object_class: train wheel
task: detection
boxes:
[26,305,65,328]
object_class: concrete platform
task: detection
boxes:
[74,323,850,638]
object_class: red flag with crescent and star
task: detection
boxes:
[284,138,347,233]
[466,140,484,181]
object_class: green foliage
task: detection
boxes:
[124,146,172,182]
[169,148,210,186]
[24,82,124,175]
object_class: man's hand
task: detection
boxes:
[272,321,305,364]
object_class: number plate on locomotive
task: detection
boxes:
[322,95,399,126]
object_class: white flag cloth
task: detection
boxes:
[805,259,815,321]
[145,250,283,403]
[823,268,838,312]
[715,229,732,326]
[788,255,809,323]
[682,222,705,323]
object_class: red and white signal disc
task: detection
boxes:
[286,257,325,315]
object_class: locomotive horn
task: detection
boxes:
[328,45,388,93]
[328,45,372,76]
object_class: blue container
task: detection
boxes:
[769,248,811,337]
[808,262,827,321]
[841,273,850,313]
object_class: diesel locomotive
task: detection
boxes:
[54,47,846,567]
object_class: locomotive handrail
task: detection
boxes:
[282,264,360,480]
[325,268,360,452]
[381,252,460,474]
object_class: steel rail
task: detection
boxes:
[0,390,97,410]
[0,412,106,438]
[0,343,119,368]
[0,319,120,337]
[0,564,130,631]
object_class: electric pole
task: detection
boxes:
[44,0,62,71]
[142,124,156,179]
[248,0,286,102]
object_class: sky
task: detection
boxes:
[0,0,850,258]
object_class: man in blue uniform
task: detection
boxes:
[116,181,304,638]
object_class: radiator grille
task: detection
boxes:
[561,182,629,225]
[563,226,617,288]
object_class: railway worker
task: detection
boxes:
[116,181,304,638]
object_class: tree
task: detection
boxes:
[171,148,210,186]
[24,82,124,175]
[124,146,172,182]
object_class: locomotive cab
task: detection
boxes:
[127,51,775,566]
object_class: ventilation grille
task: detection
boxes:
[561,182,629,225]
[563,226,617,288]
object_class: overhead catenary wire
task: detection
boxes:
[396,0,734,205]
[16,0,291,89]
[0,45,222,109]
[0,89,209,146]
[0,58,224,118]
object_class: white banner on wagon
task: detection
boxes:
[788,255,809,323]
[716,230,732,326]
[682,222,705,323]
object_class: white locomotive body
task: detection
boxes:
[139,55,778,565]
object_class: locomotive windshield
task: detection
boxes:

==========

▸ **DIRECTIONS**
Rewrite all the rows, replacing every "locomotive" with "engine" and leaving everything else unchanged.

▸ **WRITTEN SOLUTION**
object_class: train wheel
task: detection
boxes:
[26,305,65,328]
object_class: concrete platform
task: detection
boxes:
[74,323,850,638]
object_class: red flag with crescent and star
task: detection
boxes:
[284,138,347,233]
[466,140,484,181]
object_class: green foliage
task: detection
boxes:
[124,146,172,182]
[169,148,210,186]
[24,82,124,175]
object_class: man's hand
task: detection
boxes:
[272,321,305,364]
object_class: number plate on engine
task: detection
boxes:
[322,95,399,126]
object_class: white flag cloth
task: detection
boxes:
[805,259,815,321]
[145,250,283,403]
[823,268,838,312]
[715,229,732,326]
[788,255,809,323]
[682,222,705,323]
object_class: red and white signal disc
task: detection
boxes:
[286,257,325,315]
object_class: engine horn
task: detection
boxes:
[328,45,388,93]
[328,45,372,76]
object_class: blue container
task: detection
boxes:
[769,248,811,337]
[808,262,827,321]
[841,273,850,313]
object_class: diesel engine
task: detection
boxes:
[54,47,846,567]
object_class: engine handrail
task: detection
boxes:
[282,264,360,480]
[325,268,360,452]
[381,252,460,474]
object_class: steel rail
task: detection
boxes:
[0,390,97,410]
[0,412,106,438]
[0,343,119,368]
[0,319,120,337]
[0,564,130,631]
object_class: electric pole
task: detection
boxes:
[44,0,62,71]
[142,124,156,179]
[248,0,286,102]
object_class: sky
task: detection
boxes:
[0,0,850,258]
object_class: man in blue uniform
task: detection
boxes:
[116,181,304,638]
object_class: radiator grille
task: detection
boxes:
[561,182,629,225]
[563,226,617,288]
object_class: railway worker
task: detection
boxes:
[116,181,304,638]
object_class: tree
task: detection
boxes:
[171,148,210,186]
[24,82,124,175]
[124,146,172,182]
object_class: engine cab
task: detection
boxes:
[127,51,775,566]
object_class: ventilation grille
task: detection
boxes:
[561,182,629,225]
[563,226,617,288]
object_class: overhead catenary wire
task: detection
boxes:
[396,0,734,205]
[16,0,291,89]
[0,45,222,109]
[0,89,209,146]
[0,58,224,118]
object_class: white banner on wagon
task: detection
boxes:
[788,255,809,323]
[716,230,732,326]
[682,222,705,323]
object_class: white engine body
task: detection
boxes:
[139,55,778,565]
object_class: engine windshield
task: detection
boxes:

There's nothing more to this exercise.